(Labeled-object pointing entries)
----------

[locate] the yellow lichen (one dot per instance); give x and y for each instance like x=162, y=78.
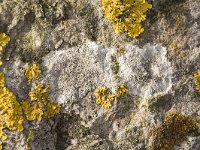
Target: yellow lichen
x=126, y=15
x=10, y=110
x=32, y=72
x=174, y=130
x=197, y=80
x=4, y=39
x=121, y=90
x=52, y=109
x=39, y=104
x=105, y=98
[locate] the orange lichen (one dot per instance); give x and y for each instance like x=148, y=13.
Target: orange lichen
x=197, y=80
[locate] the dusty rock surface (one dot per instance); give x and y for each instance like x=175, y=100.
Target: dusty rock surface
x=77, y=50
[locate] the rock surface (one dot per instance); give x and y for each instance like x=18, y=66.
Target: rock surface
x=77, y=49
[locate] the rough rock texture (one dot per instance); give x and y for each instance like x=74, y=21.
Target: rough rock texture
x=78, y=52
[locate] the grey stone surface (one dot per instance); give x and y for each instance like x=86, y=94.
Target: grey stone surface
x=76, y=48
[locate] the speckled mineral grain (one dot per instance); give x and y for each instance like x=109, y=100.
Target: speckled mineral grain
x=78, y=51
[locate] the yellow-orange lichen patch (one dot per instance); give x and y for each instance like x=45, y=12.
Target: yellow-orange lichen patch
x=4, y=39
x=197, y=80
x=10, y=110
x=126, y=15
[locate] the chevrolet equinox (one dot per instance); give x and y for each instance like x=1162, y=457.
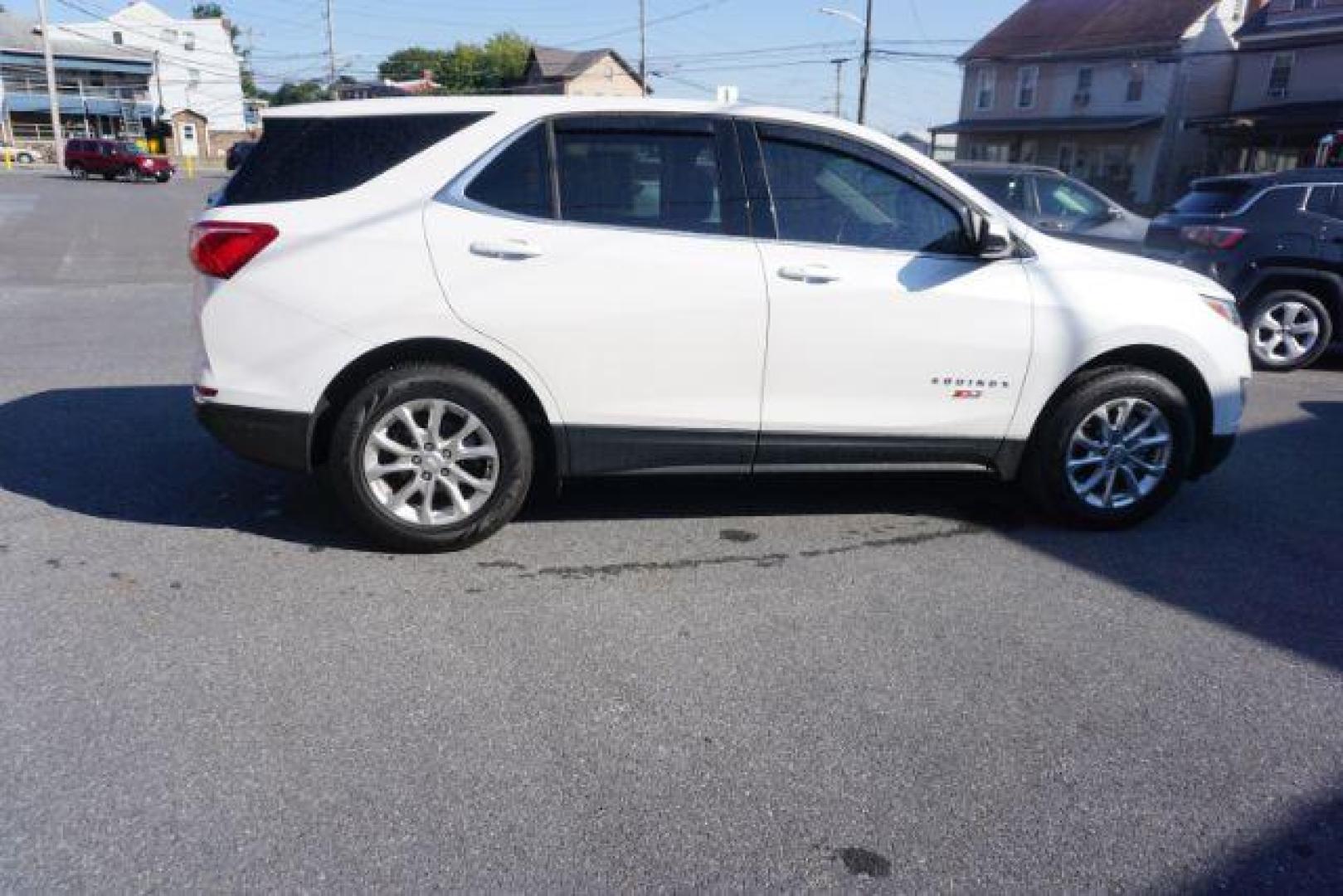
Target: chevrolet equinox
x=433, y=301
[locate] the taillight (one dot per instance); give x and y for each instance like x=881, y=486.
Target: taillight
x=1212, y=236
x=221, y=247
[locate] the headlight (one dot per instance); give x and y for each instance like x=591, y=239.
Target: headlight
x=1224, y=308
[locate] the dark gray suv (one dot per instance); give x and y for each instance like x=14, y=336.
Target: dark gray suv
x=1276, y=242
x=1057, y=204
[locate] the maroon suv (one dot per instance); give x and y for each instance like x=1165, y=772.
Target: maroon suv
x=114, y=158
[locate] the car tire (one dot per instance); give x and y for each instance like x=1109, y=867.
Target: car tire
x=474, y=479
x=1288, y=329
x=1112, y=451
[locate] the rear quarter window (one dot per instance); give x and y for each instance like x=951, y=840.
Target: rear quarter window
x=314, y=158
x=1213, y=199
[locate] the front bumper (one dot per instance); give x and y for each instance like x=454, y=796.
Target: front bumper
x=275, y=438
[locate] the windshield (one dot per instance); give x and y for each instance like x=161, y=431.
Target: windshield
x=1213, y=199
x=1060, y=197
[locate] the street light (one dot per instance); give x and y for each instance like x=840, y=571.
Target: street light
x=867, y=52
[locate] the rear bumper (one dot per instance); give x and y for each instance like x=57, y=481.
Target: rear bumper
x=275, y=438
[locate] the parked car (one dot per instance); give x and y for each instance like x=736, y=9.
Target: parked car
x=114, y=158
x=1054, y=203
x=238, y=153
x=1276, y=242
x=17, y=155
x=436, y=301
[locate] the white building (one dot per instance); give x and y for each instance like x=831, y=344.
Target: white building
x=197, y=75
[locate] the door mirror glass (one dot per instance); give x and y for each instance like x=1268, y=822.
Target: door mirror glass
x=993, y=240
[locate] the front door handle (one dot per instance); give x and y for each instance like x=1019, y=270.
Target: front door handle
x=809, y=273
x=512, y=250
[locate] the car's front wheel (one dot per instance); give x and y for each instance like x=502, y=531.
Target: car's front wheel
x=1288, y=329
x=429, y=457
x=1113, y=451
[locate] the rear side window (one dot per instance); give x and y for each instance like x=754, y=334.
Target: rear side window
x=661, y=180
x=518, y=179
x=1213, y=199
x=314, y=158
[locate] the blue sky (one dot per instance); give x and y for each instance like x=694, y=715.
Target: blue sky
x=700, y=43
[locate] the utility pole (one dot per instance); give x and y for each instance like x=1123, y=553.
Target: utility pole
x=331, y=46
x=644, y=46
x=52, y=95
x=867, y=66
x=839, y=65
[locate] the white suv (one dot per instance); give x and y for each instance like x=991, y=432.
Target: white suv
x=436, y=299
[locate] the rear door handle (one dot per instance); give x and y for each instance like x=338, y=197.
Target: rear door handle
x=513, y=250
x=809, y=273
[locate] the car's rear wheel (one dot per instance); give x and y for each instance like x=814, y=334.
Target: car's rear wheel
x=1290, y=329
x=429, y=457
x=1113, y=451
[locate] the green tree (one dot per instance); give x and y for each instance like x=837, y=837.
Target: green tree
x=215, y=11
x=500, y=62
x=407, y=65
x=292, y=93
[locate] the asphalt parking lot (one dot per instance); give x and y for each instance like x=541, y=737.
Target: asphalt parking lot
x=208, y=683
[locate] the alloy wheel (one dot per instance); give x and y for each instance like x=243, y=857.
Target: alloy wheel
x=430, y=462
x=1284, y=332
x=1119, y=455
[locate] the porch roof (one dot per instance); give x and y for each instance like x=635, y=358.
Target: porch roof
x=1073, y=124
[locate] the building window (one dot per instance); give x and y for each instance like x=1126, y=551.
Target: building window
x=986, y=84
x=1280, y=77
x=1136, y=82
x=1028, y=80
x=1067, y=158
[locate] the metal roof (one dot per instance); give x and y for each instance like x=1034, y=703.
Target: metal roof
x=1071, y=27
x=1030, y=125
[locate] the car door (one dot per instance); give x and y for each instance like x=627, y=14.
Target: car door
x=611, y=253
x=889, y=338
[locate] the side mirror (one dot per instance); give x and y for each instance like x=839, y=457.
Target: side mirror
x=993, y=240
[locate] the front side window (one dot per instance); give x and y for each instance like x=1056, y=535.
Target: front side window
x=825, y=197
x=1065, y=199
x=659, y=180
x=1028, y=82
x=518, y=179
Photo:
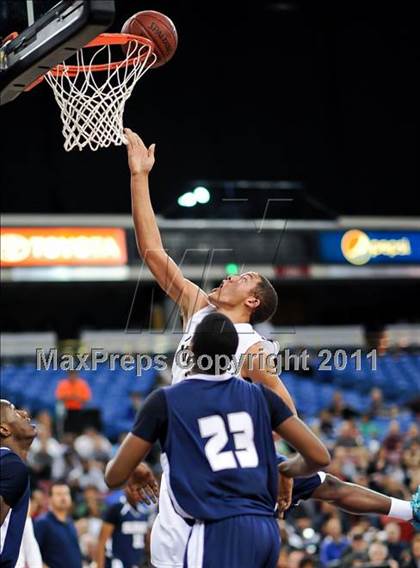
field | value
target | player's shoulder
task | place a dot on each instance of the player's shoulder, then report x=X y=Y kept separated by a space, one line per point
x=250 y=338
x=11 y=462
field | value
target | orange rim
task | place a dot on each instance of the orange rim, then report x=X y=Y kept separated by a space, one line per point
x=100 y=40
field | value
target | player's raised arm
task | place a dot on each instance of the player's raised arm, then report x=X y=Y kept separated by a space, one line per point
x=312 y=456
x=260 y=368
x=185 y=293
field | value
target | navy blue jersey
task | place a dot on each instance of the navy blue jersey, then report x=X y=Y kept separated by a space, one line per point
x=14 y=489
x=218 y=453
x=58 y=542
x=131 y=525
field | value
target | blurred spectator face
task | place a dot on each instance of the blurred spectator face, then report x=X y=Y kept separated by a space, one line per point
x=346 y=430
x=377 y=553
x=72 y=375
x=415 y=547
x=306 y=563
x=60 y=498
x=337 y=401
x=44 y=418
x=394 y=428
x=136 y=400
x=303 y=523
x=295 y=558
x=393 y=533
x=358 y=544
x=376 y=395
x=413 y=431
x=333 y=529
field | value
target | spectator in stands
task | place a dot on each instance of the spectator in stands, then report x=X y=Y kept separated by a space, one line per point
x=89 y=472
x=56 y=533
x=73 y=392
x=378 y=555
x=127 y=525
x=339 y=409
x=295 y=558
x=348 y=435
x=334 y=544
x=92 y=445
x=414 y=561
x=377 y=406
x=37 y=504
x=393 y=540
x=393 y=440
x=356 y=551
x=136 y=402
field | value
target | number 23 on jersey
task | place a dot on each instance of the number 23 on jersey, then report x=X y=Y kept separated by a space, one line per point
x=241 y=428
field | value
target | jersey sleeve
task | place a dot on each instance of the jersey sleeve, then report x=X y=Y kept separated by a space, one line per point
x=112 y=515
x=278 y=410
x=14 y=479
x=152 y=419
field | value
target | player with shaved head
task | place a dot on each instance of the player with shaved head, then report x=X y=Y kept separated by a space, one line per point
x=246 y=299
x=16 y=436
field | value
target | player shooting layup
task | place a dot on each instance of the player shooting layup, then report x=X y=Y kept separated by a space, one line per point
x=245 y=299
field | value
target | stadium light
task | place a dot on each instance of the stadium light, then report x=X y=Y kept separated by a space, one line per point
x=202 y=194
x=187 y=199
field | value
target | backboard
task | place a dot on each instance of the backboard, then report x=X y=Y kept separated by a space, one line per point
x=49 y=33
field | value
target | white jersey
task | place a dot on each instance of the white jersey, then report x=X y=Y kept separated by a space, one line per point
x=170 y=532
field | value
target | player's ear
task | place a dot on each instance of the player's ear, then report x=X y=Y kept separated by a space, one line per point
x=252 y=302
x=4 y=430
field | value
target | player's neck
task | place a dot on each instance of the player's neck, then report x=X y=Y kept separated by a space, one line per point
x=236 y=315
x=17 y=447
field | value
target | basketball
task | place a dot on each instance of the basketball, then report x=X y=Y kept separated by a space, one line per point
x=159 y=29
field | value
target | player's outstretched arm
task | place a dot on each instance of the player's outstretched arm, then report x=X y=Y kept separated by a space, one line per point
x=185 y=293
x=124 y=467
x=4 y=510
x=312 y=456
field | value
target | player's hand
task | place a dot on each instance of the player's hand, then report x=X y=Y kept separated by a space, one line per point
x=140 y=158
x=284 y=498
x=143 y=483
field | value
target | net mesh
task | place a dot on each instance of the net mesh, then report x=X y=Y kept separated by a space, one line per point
x=92 y=102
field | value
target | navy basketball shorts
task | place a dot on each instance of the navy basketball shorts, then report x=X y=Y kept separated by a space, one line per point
x=247 y=541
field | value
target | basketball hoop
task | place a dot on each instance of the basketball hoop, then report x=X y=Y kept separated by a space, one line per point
x=93 y=91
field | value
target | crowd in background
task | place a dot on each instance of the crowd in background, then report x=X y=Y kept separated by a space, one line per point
x=313 y=534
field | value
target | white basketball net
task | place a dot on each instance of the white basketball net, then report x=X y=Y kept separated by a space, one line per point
x=92 y=102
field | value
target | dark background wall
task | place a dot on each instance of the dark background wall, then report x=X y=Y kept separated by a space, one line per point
x=323 y=92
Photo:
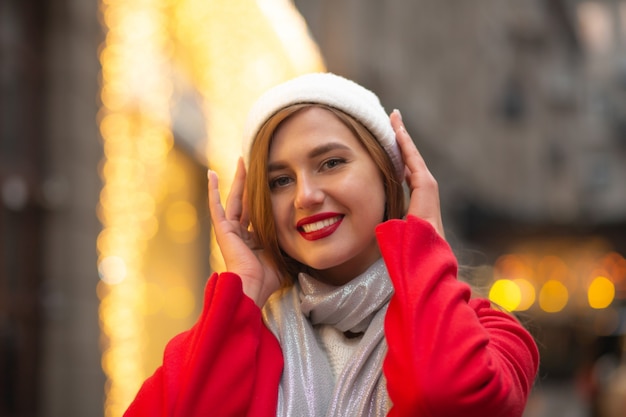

----------

Find every line in the records above that contains the string "wheel" and copy each of those lines.

• Written solution
[locate] the car's front wheel (one dot per instance); give x and y for each instance like x=502, y=531.
Target: car's front wheel
[locate] the car's rear wheel (one dot per instance); give x and y for each instance like x=814, y=334.
Target: car's rear wheel
[locate] the alloy wheel (one dot per instance); give x and y for each instance like x=243, y=857.
Target: alloy wheel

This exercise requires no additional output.